* **EXERCISE DETAILS**
The answer should be one number, the count of lines in the data with "sample".

* **ENTRIES SHOWN**
§

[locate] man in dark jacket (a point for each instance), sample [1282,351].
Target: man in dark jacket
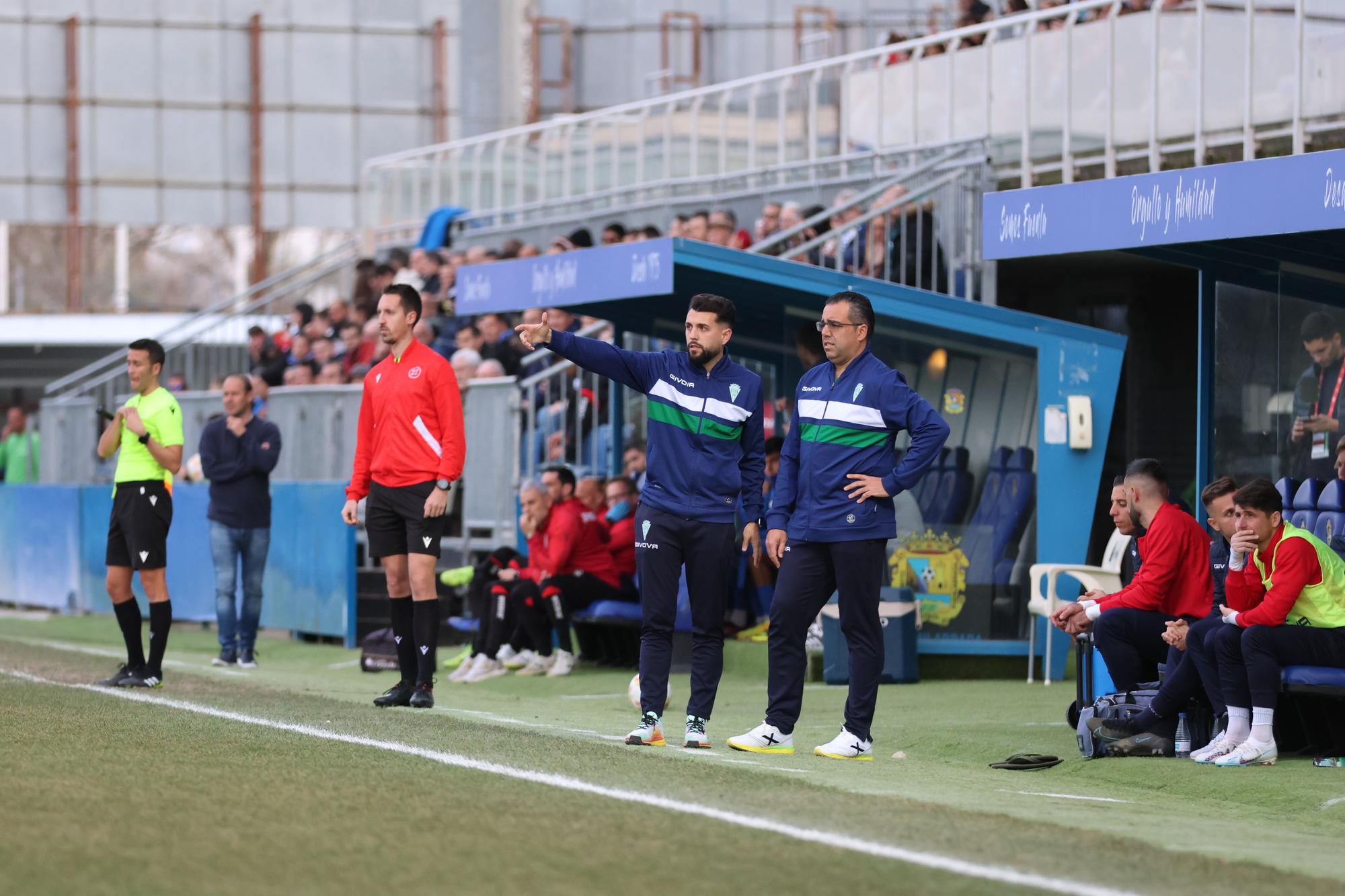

§

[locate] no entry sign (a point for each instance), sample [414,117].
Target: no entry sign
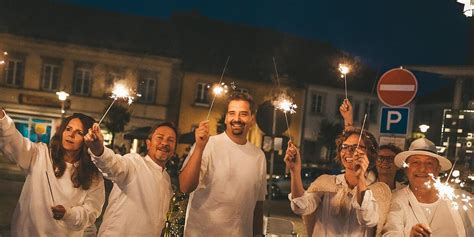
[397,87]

§

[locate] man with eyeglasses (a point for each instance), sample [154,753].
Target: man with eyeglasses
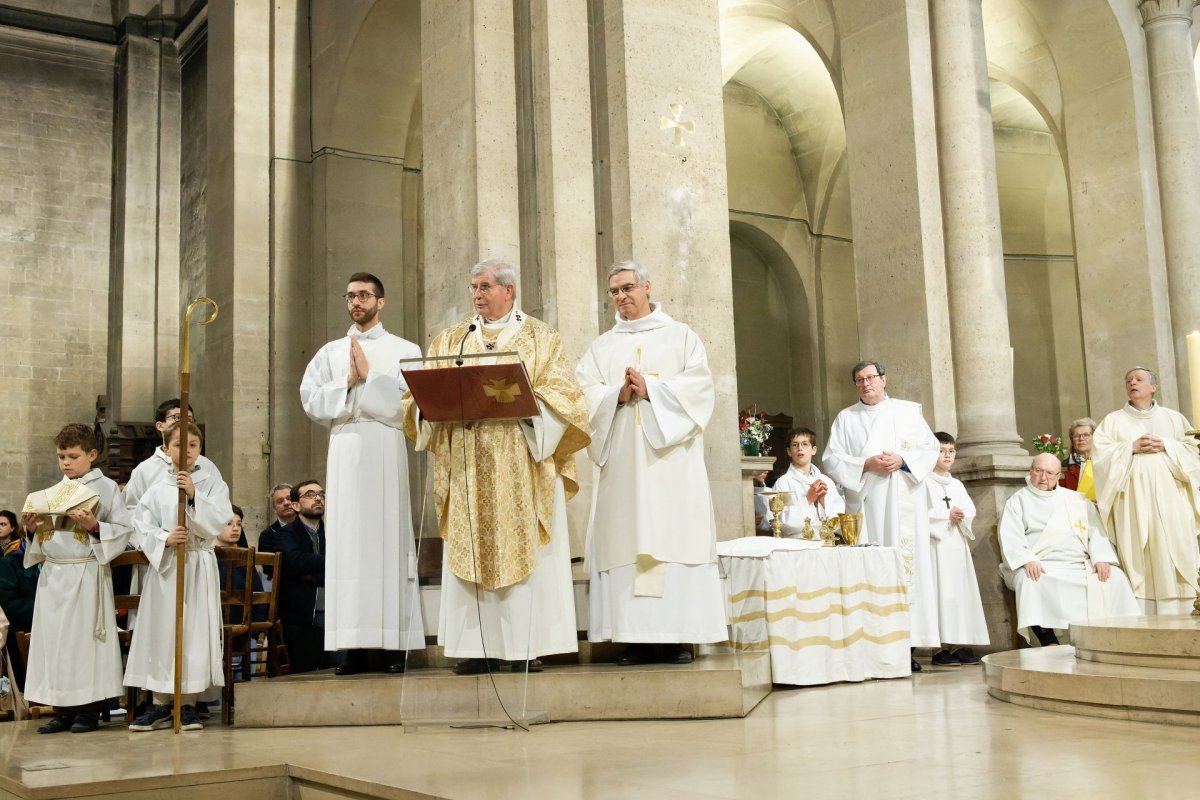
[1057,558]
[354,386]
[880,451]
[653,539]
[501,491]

§

* **THE COMPLETED TASK**
3